Fri 24 April 12:15 - 12:25 PDT

Energy-Based Transformers are Scalable Learners and Thinkers

Alexi Gladstone ⋅ Ganesh Nanduru ⋅ Md Mofijul Islam ⋅ Peixuan Han ⋅ Hyeonjeong Ha ⋅ Aman Chadha ⋅ Yilun Du ⋅ Heng Ji ⋅ Jundong Li ⋅ Tariq Iqbal

Inference-time computation, analogous to human System 2 Thinking, has recently become popular for improving model performance. However, most existing approaches suffer from several limitations: they are modality-specific (e.g., working only in text), problem-specific (e.g., verifiable domains like math and coding), or require additional supervision/training on top of unsupervised pretraining (e.g., verifiers or verifiable rewards). In this paper, we ask the question “Is it possible to generalize these System 2 Thinking approaches, and develop models that learn to think solely from unsupervised learning?” We find the answer is yes, by learning to explicitly verify the compatibility between inputs and candidate-predictions, and then re-framing prediction problems as optimization with respect to this verifier. Specifically, we train Energy-Based Transformers (EBTs)---a new class of Energy-Based Models (EBMs)---to assign an energy value to every input and candidate-prediction, enabling predictions through energy minimization until convergence. To support this approach, we introduce several key techniques for stable and parallelizable training, which enable the emergence of strong System 2 Thinking capabilities and scalable EBMs. Across discrete and continuous modalities, we find EBTs outperform the Transformer++ approach, scaling up to 35% faster during pretraining, and improving inference-time performance by up to 29%. EBTs also surpass Diffusion Transformers on image denoising while requiring 99% fewer forward passes. Moreover, System 2 Thinking with EBTs yields larger performance gains on data that is farther out-of-distribution, and EBTs achieve better results than existing models on most downstream tasks despite achieving the same or worse pretraining performance, enabling EBTs to generalize better than existing approaches. Consequently, EBTs are a flexible and exciting new approach for scaling both the learning and thinking capabilities of models.
--------
— What you will do —
Extend the abstract on Energy-Based Transformers by writing on from its final sentence. The lines that come next have no connection to the abstract on Energy-Based Transformers.

Stored data:
--------
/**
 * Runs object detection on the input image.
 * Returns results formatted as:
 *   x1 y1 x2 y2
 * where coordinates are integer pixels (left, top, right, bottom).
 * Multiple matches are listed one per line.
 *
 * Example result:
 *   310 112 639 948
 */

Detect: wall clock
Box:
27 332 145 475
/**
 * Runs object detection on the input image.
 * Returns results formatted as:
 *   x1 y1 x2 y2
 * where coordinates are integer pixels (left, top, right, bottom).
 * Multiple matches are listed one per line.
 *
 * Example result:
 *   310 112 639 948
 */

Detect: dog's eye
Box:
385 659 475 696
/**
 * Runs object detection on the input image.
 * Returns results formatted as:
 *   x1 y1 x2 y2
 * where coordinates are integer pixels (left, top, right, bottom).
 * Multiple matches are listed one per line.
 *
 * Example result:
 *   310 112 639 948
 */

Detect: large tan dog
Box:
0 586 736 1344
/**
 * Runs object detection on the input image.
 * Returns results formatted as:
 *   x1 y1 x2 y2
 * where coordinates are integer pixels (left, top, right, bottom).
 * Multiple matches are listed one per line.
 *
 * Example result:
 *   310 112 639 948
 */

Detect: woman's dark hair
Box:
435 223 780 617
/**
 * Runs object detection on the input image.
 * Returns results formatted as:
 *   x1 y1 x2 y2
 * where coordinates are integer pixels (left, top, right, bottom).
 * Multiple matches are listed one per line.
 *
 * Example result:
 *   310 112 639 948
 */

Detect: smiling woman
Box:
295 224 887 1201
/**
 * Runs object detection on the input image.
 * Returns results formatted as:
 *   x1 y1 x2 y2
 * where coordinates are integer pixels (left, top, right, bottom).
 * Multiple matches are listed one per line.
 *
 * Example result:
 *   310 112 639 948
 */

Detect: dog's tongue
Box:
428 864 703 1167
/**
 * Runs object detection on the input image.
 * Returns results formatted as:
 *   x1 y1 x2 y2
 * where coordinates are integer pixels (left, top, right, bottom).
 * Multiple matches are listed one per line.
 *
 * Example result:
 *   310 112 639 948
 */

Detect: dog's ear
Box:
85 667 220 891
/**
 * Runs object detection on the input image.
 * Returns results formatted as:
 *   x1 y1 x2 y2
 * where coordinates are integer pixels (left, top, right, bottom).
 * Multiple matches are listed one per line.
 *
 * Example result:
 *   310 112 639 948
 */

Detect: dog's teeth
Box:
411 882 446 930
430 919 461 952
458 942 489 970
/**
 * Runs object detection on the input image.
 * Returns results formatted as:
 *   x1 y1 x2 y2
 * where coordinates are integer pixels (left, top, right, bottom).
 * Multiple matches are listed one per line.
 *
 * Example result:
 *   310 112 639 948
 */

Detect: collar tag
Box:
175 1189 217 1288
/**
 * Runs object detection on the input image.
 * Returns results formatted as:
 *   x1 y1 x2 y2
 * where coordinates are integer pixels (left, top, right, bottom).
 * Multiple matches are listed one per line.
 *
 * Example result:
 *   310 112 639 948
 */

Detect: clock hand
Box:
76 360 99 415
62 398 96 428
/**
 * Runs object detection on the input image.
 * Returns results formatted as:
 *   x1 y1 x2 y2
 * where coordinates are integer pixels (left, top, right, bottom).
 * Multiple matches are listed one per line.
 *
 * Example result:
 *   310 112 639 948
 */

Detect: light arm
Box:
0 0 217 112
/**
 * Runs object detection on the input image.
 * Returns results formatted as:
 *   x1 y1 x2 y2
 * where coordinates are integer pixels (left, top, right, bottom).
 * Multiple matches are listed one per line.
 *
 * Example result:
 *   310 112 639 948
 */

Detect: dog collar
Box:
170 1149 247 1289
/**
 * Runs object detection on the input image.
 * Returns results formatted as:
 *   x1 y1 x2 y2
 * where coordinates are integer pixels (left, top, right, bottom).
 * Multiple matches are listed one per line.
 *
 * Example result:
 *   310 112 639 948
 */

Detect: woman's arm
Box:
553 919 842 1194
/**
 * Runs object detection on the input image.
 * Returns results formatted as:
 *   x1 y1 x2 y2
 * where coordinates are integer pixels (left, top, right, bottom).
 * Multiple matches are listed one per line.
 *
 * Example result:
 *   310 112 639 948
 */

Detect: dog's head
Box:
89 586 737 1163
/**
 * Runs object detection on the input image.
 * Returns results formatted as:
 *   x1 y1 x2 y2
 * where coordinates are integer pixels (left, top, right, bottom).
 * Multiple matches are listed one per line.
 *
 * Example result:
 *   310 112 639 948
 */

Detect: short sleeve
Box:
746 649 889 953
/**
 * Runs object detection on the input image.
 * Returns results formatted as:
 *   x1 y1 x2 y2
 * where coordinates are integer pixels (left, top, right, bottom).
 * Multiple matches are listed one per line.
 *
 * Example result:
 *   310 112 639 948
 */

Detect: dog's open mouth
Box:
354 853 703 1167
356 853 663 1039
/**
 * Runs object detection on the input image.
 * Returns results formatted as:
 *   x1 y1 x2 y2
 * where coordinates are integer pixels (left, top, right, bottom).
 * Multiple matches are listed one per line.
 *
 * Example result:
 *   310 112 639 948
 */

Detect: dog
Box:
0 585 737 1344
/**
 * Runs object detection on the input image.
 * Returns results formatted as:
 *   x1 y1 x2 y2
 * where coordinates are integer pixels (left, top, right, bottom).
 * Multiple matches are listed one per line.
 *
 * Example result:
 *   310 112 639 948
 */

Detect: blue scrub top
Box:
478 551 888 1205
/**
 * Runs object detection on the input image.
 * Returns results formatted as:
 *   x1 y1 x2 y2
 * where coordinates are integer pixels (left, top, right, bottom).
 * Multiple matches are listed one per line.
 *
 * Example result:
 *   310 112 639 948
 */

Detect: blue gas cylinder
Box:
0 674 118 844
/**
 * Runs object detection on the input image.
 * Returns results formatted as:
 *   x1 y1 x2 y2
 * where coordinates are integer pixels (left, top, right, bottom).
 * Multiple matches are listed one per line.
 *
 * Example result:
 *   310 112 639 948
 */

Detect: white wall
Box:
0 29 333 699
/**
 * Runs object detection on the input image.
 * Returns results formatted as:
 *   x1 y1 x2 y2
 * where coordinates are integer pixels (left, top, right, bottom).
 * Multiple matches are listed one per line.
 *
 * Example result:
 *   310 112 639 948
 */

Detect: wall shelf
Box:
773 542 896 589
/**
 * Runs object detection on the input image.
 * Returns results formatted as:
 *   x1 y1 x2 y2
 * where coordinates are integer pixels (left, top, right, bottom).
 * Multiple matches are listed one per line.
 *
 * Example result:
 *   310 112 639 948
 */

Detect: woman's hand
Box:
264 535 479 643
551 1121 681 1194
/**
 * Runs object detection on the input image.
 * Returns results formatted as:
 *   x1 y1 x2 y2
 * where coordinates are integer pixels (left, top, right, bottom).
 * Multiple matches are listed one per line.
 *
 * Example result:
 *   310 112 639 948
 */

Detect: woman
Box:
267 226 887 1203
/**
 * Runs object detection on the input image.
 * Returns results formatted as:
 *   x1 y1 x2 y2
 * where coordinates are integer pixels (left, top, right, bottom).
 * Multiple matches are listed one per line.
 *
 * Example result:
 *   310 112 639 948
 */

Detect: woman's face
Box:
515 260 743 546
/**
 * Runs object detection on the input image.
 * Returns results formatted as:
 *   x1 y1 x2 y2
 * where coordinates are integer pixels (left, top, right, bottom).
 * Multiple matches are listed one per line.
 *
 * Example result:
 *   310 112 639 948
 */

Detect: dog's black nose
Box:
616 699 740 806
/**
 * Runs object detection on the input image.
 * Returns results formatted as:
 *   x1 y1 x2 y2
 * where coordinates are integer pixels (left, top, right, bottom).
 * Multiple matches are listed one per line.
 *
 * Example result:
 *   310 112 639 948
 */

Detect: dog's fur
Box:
--------
— Answer —
Fri 24 April 12:27 - 12:37 PDT

Transformers are Inherently Succinct

Pascal Bergsträßer ⋅ Ryan Cotterell ⋅ Anthony W. Lin

We propose succinctness as a measure of expressive power of a transformer in describing a concept. To this end, we prove that transformers are highly expressive in that they can represent formal languages substantially more succinctly than standard representations of formal languages like finite automata and Linear Temporal Logic (LTL) formulas. As a by-product of this expressivity, verifying even simple properties of transformers is shown to be provably intractable (i.e. EXPSPACE-complete).